Restate all of the entries exactly, dropping any pictures they hold.

> _DATASET ENTRIES_
##############################
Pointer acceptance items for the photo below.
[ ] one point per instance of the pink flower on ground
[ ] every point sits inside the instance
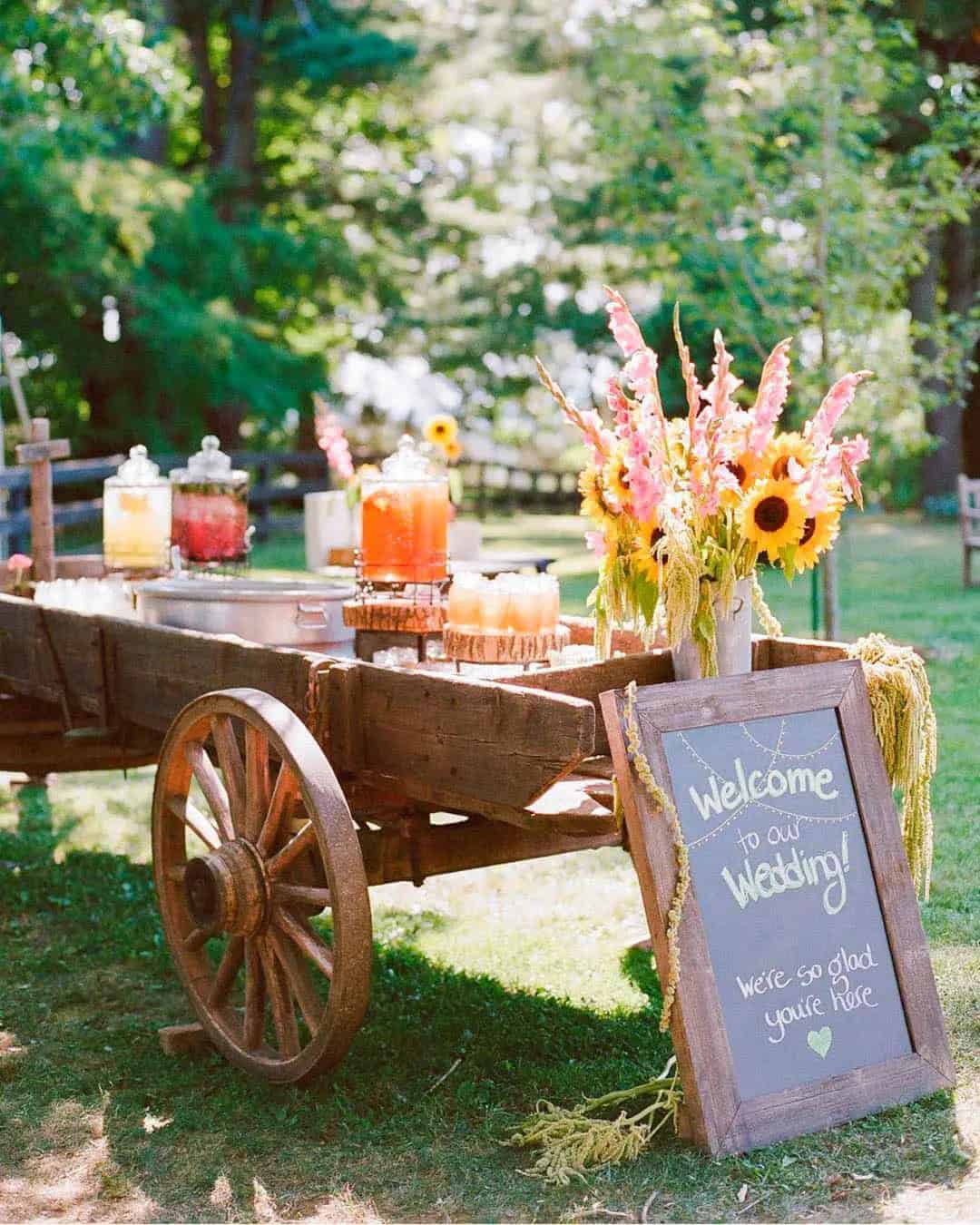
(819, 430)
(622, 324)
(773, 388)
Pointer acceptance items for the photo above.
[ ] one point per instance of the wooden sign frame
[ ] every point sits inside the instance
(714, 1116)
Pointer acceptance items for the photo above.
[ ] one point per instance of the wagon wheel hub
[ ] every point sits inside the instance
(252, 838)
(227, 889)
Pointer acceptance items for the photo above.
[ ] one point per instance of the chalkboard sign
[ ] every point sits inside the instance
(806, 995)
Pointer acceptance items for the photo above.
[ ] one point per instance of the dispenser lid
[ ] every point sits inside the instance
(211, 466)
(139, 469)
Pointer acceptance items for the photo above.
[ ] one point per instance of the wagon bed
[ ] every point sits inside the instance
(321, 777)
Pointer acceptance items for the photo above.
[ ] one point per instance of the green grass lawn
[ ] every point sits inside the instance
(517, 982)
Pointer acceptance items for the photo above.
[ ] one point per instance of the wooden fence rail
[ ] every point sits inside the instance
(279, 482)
##############################
> _EXERCISE ANSWER_
Pointer acceptance items for the photo below.
[ ] one point per instance of the pink flower on ground
[ ] every point sits inside the instance
(819, 430)
(622, 324)
(773, 388)
Pointer acceptance items for the photo above.
[ ] one point per instance of the wooden sign frame
[ ] every point sits inside the instance
(714, 1116)
Pointer acceptance items for the photo above.
[ ] one point per instance of the wagon wheel hub
[ ] every point sits inside the instance
(252, 838)
(227, 889)
Pointer acceptance items for the photo above.
[ ] one point per instance of the chalkboard sign
[ ] every point sits inside the instance
(806, 995)
Pointer acceptance items for the photo above.
[ ] one point per instance of the dispenser lid
[ ] every point sits inside the instance
(211, 466)
(139, 469)
Pointer acceptance items for the photo above.
[ ] one point per instance of the wagon bed
[ ] every point sits inside the instance
(321, 777)
Pointer acceptance items for the photo above.
[ ] one point per instance of the green grass lawn
[ ] every point sits inside the instance
(517, 982)
Pointer acceptance items for the photo above.
[ ] one point per instance of the wooden fence rail
[ ] every point sits inside the instance
(279, 482)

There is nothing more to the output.